# What is needed
Please print every line from the one containing "Reviewer note: make sure every instance of the railing" through the last line of the records below, exactly as written and nothing more.

# Given data
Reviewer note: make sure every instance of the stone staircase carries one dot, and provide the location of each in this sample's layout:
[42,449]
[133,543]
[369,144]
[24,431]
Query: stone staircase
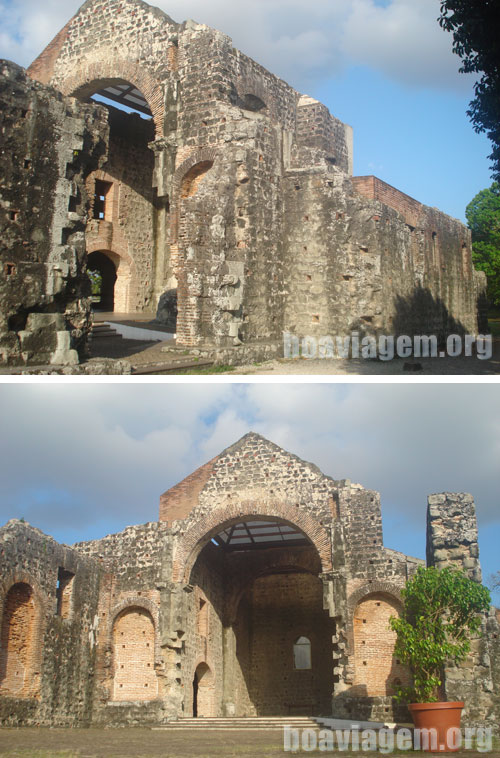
[102,331]
[237,724]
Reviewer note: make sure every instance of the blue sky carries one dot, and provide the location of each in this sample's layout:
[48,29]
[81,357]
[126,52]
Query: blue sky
[383,66]
[81,461]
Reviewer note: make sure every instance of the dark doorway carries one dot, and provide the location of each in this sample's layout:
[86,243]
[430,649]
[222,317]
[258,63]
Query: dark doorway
[102,273]
[195,695]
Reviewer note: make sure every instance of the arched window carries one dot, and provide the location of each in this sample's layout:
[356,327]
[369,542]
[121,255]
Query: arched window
[302,654]
[133,646]
[202,620]
[17,642]
[253,103]
[192,179]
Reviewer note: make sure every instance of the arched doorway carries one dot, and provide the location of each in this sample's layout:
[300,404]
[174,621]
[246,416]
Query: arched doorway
[203,690]
[134,656]
[102,274]
[378,672]
[256,581]
[125,213]
[17,642]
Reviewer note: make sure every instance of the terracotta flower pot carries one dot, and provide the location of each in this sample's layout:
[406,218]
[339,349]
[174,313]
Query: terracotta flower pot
[442,717]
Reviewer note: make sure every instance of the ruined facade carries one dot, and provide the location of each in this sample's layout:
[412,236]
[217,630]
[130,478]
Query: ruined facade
[263,589]
[237,192]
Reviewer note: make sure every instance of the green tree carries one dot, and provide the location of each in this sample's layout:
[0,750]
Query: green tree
[495,581]
[483,217]
[474,24]
[441,610]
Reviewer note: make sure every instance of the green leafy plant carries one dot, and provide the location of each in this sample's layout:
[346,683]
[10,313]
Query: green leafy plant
[483,217]
[442,609]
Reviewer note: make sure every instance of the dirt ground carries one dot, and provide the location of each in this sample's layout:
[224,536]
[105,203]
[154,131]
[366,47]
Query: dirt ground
[147,743]
[149,354]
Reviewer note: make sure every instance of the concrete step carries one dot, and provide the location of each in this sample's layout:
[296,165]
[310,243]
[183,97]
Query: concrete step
[101,331]
[236,724]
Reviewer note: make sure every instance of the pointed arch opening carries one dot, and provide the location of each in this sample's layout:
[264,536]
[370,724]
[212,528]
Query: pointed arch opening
[124,203]
[378,672]
[203,692]
[259,577]
[19,642]
[134,656]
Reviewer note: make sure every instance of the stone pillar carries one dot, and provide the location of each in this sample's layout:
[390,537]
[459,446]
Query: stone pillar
[165,153]
[229,657]
[452,533]
[452,542]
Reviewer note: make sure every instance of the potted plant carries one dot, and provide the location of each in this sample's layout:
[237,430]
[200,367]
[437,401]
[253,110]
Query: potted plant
[442,609]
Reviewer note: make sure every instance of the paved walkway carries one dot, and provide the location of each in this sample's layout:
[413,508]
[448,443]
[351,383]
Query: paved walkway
[147,743]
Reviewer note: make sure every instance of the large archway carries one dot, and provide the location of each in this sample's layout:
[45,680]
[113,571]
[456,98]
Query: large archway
[256,592]
[102,273]
[125,206]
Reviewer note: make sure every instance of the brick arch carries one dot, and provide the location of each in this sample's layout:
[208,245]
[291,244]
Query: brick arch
[144,603]
[374,588]
[133,643]
[33,645]
[102,72]
[195,539]
[201,155]
[300,567]
[378,673]
[392,591]
[207,687]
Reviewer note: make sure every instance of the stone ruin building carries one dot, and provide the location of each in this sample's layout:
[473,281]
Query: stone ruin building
[233,197]
[264,589]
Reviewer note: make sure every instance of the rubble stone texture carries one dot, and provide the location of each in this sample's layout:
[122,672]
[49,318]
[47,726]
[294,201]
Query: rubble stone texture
[196,614]
[452,542]
[49,145]
[237,193]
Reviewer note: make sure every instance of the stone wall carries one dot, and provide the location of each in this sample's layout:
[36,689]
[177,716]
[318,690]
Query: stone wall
[57,660]
[250,211]
[452,541]
[163,621]
[126,234]
[51,144]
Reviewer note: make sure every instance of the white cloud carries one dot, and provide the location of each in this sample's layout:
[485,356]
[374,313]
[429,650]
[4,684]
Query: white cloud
[82,460]
[299,41]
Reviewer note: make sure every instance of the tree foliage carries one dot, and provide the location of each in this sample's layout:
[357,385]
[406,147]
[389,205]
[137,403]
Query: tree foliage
[474,25]
[441,610]
[483,217]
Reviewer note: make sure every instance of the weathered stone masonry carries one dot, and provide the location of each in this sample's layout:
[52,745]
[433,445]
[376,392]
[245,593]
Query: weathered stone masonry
[255,555]
[239,195]
[49,145]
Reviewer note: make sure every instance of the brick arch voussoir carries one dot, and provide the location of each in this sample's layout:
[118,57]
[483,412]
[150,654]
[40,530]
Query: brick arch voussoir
[22,577]
[41,607]
[195,539]
[95,246]
[374,588]
[201,155]
[75,84]
[131,604]
[279,562]
[392,591]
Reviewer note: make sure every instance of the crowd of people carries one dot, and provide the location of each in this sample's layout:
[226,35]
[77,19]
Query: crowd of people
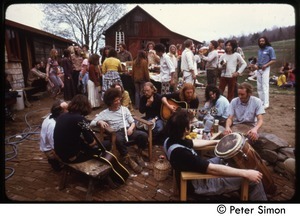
[91,80]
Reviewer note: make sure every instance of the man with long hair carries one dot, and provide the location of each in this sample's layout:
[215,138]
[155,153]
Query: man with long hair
[266,57]
[186,96]
[187,62]
[232,65]
[211,63]
[183,157]
[72,143]
[47,131]
[120,119]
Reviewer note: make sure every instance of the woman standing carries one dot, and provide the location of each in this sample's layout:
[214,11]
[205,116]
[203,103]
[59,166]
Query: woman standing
[140,75]
[69,88]
[110,70]
[52,71]
[93,83]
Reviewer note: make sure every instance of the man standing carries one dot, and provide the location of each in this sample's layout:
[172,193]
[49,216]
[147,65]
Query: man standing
[150,104]
[187,62]
[47,130]
[186,97]
[123,54]
[245,113]
[266,57]
[36,78]
[232,65]
[77,61]
[211,63]
[167,69]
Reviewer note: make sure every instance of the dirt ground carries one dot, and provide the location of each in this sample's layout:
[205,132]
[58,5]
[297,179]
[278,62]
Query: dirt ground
[32,179]
[280,117]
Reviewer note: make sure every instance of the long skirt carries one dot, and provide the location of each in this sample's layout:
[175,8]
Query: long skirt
[110,78]
[93,94]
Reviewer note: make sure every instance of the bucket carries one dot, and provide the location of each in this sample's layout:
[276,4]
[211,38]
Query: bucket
[20,101]
[162,168]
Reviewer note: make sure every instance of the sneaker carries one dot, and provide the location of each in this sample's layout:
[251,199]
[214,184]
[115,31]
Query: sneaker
[140,161]
[134,166]
[251,78]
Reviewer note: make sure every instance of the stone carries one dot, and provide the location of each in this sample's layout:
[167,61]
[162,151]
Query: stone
[269,155]
[289,165]
[271,141]
[288,151]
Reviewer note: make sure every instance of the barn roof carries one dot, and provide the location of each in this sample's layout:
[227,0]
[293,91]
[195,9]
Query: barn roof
[141,9]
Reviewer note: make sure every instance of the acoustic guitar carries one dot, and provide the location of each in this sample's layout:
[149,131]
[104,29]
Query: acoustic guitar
[119,172]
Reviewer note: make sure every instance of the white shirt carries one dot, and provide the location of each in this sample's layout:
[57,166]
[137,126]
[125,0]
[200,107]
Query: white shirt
[232,61]
[187,60]
[245,112]
[211,59]
[46,136]
[166,68]
[114,118]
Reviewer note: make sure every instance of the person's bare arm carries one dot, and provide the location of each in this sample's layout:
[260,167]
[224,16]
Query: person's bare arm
[198,143]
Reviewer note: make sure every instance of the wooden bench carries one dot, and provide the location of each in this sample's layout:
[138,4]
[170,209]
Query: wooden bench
[185,176]
[93,168]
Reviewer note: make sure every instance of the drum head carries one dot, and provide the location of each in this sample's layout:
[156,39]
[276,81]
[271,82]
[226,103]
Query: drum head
[229,145]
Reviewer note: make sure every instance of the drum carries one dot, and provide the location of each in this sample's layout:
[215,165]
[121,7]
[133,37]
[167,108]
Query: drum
[237,152]
[140,125]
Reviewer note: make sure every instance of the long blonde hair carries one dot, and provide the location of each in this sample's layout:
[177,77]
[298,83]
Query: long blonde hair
[185,87]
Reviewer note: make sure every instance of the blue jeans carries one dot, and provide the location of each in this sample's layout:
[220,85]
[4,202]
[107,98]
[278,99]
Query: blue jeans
[159,126]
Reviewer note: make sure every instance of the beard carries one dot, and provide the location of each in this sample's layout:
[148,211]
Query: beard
[262,45]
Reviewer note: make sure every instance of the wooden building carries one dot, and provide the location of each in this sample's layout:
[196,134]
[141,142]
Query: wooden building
[137,27]
[23,46]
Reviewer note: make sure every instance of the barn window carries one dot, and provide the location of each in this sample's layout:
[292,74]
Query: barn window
[12,45]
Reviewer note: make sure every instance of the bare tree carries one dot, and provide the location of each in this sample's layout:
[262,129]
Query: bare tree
[82,23]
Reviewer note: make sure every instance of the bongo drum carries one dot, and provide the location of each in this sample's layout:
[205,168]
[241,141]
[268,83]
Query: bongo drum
[237,152]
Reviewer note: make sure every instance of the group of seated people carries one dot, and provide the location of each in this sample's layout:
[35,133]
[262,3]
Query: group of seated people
[72,144]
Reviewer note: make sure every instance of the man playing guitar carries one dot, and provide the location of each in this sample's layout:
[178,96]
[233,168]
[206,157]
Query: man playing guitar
[185,98]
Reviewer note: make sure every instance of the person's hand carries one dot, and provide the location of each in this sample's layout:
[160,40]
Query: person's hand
[129,131]
[227,131]
[150,101]
[235,74]
[252,134]
[172,108]
[254,176]
[103,124]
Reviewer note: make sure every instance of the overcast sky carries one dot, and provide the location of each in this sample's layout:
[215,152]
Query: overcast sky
[202,22]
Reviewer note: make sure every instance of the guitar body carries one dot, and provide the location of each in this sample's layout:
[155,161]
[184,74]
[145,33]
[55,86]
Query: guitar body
[119,172]
[166,113]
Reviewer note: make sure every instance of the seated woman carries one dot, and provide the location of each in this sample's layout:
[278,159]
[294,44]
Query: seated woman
[72,143]
[217,103]
[182,156]
[126,100]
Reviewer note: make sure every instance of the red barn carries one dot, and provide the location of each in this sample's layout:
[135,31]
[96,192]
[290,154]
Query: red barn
[137,27]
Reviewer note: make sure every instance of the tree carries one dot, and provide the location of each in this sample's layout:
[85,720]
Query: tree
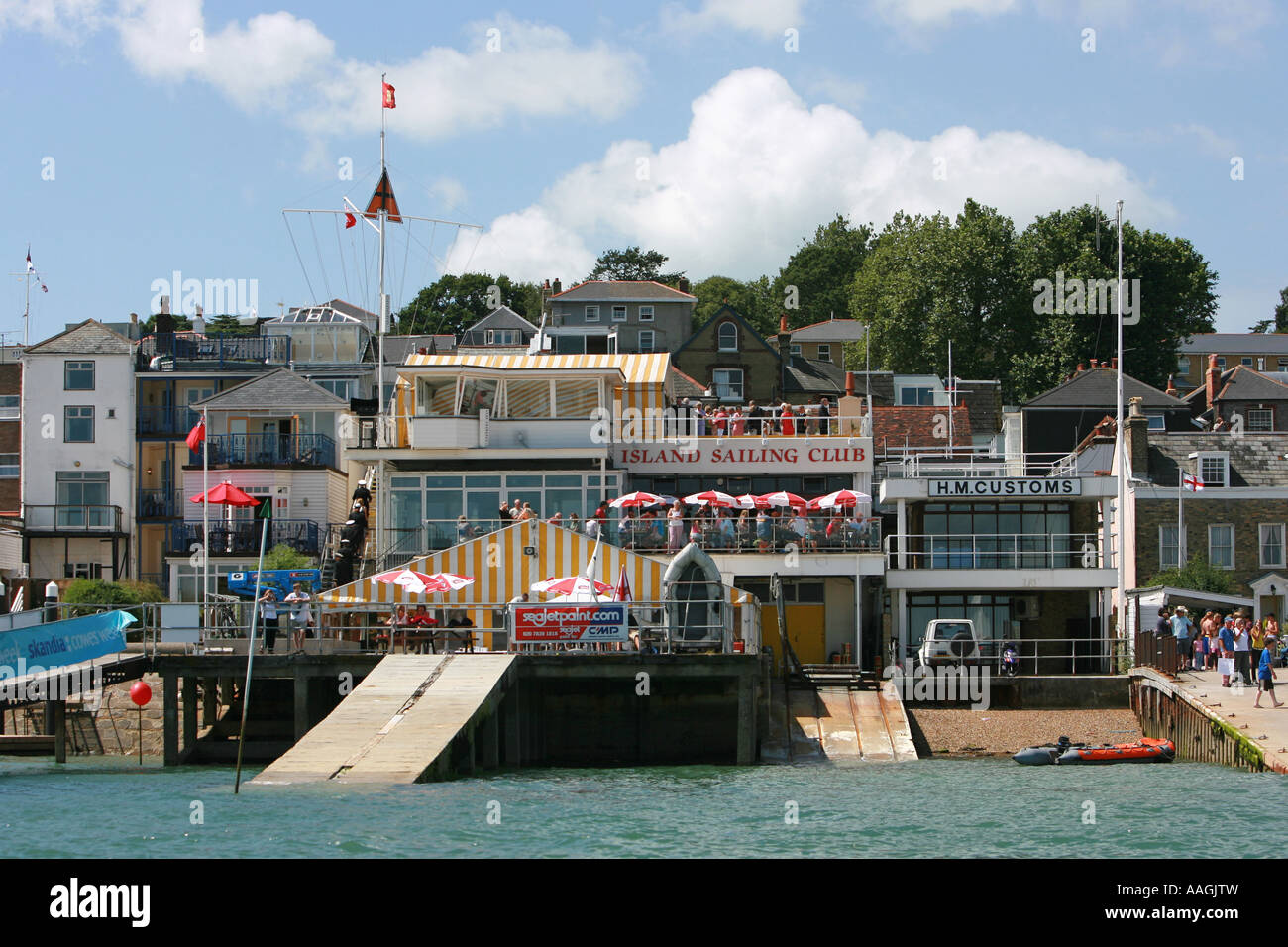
[1280,317]
[754,302]
[632,263]
[1197,574]
[455,303]
[820,270]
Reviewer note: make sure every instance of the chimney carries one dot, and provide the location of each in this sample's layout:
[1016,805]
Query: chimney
[1136,437]
[1214,379]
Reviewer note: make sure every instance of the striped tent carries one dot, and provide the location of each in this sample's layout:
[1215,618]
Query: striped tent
[501,571]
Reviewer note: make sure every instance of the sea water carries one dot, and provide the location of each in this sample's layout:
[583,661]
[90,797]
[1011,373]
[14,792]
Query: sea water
[112,806]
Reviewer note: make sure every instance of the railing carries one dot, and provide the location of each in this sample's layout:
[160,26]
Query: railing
[1000,551]
[1035,656]
[243,538]
[271,450]
[71,518]
[160,504]
[214,350]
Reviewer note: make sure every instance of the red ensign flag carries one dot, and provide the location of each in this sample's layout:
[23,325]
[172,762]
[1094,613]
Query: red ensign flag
[196,436]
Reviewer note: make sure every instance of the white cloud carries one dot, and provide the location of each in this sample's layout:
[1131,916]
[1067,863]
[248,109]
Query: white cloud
[759,170]
[768,18]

# Task answer
Reviewer note: make sure every instance of the railing carries one dot, and provide the location of each in this sample's layout:
[160,26]
Query: railing
[1000,551]
[1035,656]
[243,538]
[271,450]
[71,518]
[160,504]
[214,350]
Reviewer note: make sure every instance of the red ensign flag carries one dot, and provide the location of each in this sample's layout:
[23,325]
[172,762]
[1094,613]
Query: red ensign flag
[196,436]
Reviewer note: make sure every instance of the white cloud carries one dot, and provide the location of each in this sample's layout:
[1131,916]
[1067,863]
[248,109]
Query: white cloud
[759,170]
[768,18]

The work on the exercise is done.